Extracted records
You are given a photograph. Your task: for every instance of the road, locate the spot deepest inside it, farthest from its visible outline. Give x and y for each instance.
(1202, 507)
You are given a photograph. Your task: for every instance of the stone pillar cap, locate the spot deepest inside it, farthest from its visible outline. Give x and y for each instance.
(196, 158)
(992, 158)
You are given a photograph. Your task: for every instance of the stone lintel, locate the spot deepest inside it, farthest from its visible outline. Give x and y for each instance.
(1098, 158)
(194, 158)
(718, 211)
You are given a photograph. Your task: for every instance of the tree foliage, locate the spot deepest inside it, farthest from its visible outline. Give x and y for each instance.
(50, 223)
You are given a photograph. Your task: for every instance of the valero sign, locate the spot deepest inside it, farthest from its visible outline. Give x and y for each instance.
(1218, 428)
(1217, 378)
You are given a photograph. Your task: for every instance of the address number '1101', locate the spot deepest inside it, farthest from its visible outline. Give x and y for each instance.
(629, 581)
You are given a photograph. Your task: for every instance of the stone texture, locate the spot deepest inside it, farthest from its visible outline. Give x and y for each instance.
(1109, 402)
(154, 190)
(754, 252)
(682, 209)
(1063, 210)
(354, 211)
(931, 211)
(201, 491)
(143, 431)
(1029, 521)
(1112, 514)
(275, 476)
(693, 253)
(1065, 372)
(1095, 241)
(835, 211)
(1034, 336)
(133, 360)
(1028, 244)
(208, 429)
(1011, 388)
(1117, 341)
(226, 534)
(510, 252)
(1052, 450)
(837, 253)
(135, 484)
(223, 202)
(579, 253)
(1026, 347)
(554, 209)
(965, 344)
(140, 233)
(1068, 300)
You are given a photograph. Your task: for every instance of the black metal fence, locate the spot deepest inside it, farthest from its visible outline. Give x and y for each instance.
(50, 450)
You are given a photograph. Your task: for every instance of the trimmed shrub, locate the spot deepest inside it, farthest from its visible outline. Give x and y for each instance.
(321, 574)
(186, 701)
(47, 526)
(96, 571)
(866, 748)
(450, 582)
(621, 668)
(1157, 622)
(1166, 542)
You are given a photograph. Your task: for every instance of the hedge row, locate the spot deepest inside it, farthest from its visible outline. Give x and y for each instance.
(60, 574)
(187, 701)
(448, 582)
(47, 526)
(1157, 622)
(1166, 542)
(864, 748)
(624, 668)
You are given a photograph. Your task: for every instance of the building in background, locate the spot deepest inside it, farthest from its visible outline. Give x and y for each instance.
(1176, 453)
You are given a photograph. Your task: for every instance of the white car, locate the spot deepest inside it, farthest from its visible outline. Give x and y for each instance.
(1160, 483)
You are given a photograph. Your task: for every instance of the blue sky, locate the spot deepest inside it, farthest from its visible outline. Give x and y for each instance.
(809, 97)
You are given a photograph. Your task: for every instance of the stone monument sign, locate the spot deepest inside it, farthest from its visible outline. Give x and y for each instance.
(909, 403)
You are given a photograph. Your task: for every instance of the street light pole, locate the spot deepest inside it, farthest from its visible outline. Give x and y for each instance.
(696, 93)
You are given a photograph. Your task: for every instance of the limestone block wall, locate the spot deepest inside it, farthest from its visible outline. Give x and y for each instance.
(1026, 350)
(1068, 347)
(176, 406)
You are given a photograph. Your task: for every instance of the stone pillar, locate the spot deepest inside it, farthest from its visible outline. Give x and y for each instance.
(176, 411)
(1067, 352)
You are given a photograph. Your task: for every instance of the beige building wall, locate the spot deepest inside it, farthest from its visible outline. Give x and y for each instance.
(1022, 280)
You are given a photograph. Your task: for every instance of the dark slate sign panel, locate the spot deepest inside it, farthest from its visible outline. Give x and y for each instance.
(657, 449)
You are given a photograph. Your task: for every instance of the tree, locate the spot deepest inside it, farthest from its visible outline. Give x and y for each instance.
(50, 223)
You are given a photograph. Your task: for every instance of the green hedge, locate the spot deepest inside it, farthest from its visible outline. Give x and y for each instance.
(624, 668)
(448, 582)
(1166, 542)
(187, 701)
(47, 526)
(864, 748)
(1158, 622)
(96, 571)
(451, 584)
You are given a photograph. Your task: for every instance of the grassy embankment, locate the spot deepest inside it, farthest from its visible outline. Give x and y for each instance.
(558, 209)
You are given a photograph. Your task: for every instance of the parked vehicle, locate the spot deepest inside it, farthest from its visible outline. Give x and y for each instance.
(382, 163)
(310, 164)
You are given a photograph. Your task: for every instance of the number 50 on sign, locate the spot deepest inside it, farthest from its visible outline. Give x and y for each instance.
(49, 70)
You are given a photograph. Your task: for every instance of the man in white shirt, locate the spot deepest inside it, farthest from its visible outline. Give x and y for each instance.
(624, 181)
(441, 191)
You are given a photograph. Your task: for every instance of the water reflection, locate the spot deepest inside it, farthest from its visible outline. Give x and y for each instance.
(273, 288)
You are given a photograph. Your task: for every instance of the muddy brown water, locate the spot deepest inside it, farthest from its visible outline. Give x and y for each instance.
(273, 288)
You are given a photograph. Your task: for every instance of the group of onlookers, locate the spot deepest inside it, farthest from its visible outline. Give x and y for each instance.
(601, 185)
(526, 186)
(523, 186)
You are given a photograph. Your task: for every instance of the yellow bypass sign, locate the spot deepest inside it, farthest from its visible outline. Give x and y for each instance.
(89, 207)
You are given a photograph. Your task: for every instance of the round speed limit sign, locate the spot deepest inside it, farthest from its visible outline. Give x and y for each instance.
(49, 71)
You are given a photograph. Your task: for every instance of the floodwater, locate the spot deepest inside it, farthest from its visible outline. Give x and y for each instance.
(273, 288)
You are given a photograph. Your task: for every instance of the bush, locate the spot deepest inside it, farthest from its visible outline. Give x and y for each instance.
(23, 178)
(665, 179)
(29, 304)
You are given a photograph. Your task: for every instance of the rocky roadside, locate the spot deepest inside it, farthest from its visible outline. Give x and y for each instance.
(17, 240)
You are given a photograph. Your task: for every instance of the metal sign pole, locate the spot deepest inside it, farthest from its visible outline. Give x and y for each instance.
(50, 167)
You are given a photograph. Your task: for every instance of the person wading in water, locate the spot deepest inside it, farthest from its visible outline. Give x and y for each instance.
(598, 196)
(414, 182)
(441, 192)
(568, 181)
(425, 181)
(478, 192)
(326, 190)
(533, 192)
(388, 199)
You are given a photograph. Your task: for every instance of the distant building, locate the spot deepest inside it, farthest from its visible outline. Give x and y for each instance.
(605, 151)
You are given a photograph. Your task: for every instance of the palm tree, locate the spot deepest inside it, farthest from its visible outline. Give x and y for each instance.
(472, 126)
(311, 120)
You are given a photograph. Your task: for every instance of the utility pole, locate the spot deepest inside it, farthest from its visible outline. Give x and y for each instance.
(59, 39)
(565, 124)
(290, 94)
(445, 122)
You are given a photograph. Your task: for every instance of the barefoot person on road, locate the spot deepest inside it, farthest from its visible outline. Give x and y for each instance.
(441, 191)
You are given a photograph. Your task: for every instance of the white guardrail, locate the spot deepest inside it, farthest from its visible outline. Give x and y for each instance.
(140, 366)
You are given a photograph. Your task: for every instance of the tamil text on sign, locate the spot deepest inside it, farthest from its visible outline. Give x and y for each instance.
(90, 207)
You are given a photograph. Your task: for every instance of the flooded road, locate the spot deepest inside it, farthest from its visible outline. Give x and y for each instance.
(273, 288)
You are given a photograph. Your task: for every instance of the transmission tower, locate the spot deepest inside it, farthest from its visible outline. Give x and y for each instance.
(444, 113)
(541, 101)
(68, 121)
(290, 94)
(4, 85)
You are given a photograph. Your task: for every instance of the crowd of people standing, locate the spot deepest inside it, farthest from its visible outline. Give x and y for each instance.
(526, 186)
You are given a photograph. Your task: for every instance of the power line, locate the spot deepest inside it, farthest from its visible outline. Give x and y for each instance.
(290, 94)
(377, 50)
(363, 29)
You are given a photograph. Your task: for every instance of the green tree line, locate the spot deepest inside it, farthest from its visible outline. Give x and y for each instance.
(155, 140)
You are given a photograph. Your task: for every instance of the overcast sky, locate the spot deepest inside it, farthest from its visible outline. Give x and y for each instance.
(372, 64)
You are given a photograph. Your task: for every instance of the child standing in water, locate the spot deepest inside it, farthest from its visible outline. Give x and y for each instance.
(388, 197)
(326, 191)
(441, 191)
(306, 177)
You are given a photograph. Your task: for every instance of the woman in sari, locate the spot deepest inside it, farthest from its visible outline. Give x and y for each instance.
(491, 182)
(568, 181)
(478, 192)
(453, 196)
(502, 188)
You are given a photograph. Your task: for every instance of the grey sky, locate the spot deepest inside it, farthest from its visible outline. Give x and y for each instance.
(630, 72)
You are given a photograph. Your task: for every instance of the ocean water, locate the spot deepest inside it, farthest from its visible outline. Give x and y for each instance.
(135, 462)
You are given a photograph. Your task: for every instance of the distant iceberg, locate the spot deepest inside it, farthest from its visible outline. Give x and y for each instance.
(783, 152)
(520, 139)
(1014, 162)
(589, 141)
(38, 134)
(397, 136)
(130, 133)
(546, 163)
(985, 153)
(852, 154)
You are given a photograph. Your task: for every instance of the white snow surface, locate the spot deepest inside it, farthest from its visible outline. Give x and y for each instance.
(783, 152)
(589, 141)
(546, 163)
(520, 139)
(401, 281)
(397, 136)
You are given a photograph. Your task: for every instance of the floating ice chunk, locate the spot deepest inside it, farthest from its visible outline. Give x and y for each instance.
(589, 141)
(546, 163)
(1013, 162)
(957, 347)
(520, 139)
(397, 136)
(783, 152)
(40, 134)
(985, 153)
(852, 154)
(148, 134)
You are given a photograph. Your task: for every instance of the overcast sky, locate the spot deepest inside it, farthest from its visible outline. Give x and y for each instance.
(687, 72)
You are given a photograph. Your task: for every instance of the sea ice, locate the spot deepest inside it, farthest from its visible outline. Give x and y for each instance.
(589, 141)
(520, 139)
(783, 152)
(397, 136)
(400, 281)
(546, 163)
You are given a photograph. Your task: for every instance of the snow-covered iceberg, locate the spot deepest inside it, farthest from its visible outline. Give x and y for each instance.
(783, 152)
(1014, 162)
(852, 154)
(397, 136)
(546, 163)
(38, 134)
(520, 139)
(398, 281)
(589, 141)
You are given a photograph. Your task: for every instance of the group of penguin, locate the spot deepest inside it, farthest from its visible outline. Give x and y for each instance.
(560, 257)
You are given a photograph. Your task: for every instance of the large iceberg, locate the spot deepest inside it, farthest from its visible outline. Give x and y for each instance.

Goal: Copy the records verbatim from their first line through the line containing "(1202, 507)", with both lines included.

Output:
You are given a photograph. Your task: for every instance of the road, locate the spot deepest inside it, farthest from its visible outline. Give x and y for each instance.
(1202, 507)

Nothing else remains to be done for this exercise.